Prompt:
Show each line of the records below that contains the word "black".

○ ○ ○ ○ ○ ○ ○

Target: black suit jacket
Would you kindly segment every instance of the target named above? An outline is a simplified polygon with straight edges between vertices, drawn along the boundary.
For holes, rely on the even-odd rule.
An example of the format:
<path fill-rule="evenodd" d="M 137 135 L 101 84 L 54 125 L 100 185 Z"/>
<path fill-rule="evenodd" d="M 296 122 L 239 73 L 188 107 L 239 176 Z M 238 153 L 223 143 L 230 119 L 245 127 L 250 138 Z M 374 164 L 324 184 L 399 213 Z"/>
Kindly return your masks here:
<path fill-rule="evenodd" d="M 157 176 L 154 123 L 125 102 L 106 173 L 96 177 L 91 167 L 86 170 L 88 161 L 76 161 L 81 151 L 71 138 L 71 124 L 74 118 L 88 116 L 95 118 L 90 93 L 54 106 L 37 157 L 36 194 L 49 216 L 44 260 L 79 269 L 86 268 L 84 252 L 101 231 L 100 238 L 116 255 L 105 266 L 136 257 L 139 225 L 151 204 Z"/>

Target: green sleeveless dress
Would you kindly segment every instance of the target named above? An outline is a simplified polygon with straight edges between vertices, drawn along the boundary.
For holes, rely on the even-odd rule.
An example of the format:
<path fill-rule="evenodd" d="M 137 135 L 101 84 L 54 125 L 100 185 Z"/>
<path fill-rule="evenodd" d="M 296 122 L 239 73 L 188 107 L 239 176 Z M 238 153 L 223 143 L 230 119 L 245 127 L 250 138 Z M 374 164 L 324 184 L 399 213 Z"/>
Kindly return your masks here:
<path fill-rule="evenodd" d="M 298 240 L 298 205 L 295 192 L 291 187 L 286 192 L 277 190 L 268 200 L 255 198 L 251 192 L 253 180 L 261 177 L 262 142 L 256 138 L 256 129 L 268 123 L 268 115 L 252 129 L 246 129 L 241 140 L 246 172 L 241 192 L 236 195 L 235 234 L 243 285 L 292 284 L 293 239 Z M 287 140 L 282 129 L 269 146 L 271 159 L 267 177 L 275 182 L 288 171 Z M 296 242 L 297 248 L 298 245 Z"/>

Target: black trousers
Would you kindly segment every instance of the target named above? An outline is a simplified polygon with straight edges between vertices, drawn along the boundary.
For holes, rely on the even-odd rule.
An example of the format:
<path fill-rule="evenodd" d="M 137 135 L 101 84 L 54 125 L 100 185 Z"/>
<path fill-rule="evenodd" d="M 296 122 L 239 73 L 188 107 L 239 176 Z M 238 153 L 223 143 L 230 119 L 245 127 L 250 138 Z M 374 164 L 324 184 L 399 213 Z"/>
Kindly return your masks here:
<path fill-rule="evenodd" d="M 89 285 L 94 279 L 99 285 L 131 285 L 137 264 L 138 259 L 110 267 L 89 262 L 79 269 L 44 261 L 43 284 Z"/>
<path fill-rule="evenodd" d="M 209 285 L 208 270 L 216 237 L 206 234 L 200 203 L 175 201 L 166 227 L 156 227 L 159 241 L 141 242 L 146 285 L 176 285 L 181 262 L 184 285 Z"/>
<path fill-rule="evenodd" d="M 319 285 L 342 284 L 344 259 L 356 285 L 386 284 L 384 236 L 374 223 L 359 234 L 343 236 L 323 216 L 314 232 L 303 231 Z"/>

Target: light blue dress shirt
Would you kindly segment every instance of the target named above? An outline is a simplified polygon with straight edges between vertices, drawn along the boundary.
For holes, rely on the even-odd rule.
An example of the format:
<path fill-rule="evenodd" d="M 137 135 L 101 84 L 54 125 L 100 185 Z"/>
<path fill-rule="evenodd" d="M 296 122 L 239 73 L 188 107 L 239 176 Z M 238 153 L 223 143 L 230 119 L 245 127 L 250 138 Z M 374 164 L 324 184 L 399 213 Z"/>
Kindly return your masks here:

○ ○ ○ ○ ○ ○ ○

The reply:
Target: black suit jacket
Target: black trousers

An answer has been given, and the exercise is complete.